## WHAT IS NEEDED
Take the line that contains "Would you mind indicating the wristwatch" as the first and the last line of the material as the final one; set down exactly the lines in that span.

## DATA PROVIDED
* * * * * * * * *
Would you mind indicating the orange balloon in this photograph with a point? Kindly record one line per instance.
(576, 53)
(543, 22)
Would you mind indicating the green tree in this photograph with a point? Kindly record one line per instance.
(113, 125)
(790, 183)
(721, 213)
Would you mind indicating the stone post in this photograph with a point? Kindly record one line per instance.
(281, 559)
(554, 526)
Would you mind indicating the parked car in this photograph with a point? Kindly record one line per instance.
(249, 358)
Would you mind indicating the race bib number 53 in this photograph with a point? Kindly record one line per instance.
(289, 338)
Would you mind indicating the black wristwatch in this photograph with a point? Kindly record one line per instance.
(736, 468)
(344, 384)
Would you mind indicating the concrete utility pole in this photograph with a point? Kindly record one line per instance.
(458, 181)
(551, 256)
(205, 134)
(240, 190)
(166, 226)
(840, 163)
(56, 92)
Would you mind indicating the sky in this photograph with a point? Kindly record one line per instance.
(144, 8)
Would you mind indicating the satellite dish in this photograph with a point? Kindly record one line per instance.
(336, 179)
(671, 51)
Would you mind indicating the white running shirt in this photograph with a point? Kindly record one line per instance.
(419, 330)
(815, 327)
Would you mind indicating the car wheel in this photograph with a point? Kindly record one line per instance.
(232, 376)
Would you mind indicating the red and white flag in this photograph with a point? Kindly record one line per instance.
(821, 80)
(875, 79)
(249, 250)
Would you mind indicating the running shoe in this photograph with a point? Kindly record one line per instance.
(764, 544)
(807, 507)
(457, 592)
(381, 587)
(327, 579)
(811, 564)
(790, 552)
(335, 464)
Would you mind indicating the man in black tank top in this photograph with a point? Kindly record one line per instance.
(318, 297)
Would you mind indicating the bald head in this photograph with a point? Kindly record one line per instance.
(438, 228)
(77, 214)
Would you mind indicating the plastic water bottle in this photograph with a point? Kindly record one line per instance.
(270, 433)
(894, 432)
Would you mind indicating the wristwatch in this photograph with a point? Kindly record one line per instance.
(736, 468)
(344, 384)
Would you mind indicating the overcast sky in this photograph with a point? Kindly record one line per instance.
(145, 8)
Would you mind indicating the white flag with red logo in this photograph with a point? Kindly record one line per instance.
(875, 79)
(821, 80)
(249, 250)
* * * * * * * * *
## TASK RESPONSE
Would you mind indicating the wristwatch in this photograph with a point? Kindly record one line per instance.
(736, 468)
(344, 384)
Would you mind indicating the overcast sky in this photograph with a point? Kindly record one line per instance.
(145, 8)
Would you mind indicating the white flag with red logo in this photograph with a point? Kindly record one line per instance.
(875, 79)
(821, 80)
(249, 250)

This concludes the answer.